- Born: May 15, 1963 (age 63) Maralik, Ani Municipality, Armenian SSR, USSR (now in Shirak Province, Armenia)
- Allegiance: Armenia
- Branch: Soviet Air Forces Armenian Air Force
- Service years: 1982-2021
- Rank: Lieutenant-General
- Spouse: Natalya
- Children: 3

= Stepan Galstyan =

Stepan Roberti Galstyan (Ստեփան Ռոբերտի Գալստյան) was an Armenian military commander. He was the Chief of General Staff of Armenian Armed Forces for 12 days from 10 March 2021 to 22 March 2021.

== Early life and career ==
In 1982, he graduated from the Leninkan Light Industry Technical School in Gyumri. From 1983 to 1992 he served in the Soviet Air Forces. In 1988, he graduated from the Armavir Military Aviation School of Pilots. In 1992, following the Dissolution of the Soviet Union and the Independence of Armenia, he joined the Armenian Armed Forces and specifically the Armenian Air Force. He held the positions of commander of an aviation squadron, military unit, and then base.

== Command positions ==
In 2003, President Robert Kocharyan appointed him Head of Aviation and Head of the Aviation Department of the Ministry of Defense of the Republic of Armenia, the de facto head of the Armenian Air Force. In 2007, he was promoted the military rank of Major General. By decree of President Serzh Sargsyan on the eve of Army Day on January 26, 2009, he was appointed Deputy Chief of the General Staff of the Armed Forces.

In 2012, he was promoted to the military rank of Lieutenant General. In June 2018, President Armen Sarkissian appointed him Deputy Chief of the General Staff. He became acting Chief of General Staff of Armenian Armed Forces on 10 March 2021, following the controversial dismissal of his predecessor Onik Gasparyan. Gasparyan was dismissed after calling for the resignation of Prime Minister Nikol Pashinyan on 25 February 2021 along with more than 40 other high-ranking Armenian military officers in the General Staff of the Armenian Armed Forces. Galstyan served until 22 March 2021, when Lieutenant General Artak Davtyan returned to the position and he returned to the role of Deputy Chief. On 16 December 2021, Galstyan retired from the armed forces.

Task input:
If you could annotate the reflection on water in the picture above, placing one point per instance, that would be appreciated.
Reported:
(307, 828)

--

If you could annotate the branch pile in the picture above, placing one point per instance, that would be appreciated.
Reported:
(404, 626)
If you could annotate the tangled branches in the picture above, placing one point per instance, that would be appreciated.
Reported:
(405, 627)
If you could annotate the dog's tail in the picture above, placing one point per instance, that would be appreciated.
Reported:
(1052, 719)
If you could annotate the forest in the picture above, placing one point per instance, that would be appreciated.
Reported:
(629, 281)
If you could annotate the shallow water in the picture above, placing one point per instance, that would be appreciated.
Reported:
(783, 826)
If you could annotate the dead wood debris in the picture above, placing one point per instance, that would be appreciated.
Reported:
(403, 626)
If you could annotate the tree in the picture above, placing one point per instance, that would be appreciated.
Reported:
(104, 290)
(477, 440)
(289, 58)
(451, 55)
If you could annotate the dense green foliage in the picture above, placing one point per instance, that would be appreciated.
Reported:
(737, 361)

Work to complete:
• A. In the Stepan Galstyan biography, which school did he graduate from in 1988?
• B. Gather every line of the records that contains the word "annotate". Case counts.

Solutions by task:
• A. The Armavir Military Aviation School of Pilots.

• B.
If you could annotate the reflection on water in the picture above, placing one point per instance, that would be appreciated.
If you could annotate the branch pile in the picture above, placing one point per instance, that would be appreciated.
If you could annotate the tangled branches in the picture above, placing one point per instance, that would be appreciated.
If you could annotate the dog's tail in the picture above, placing one point per instance, that would be appreciated.
If you could annotate the forest in the picture above, placing one point per instance, that would be appreciated.
If you could annotate the shallow water in the picture above, placing one point per instance, that would be appreciated.
If you could annotate the dead wood debris in the picture above, placing one point per instance, that would be appreciated.
If you could annotate the tree in the picture above, placing one point per instance, that would be appreciated.
If you could annotate the dense green foliage in the picture above, placing one point per instance, that would be appreciated.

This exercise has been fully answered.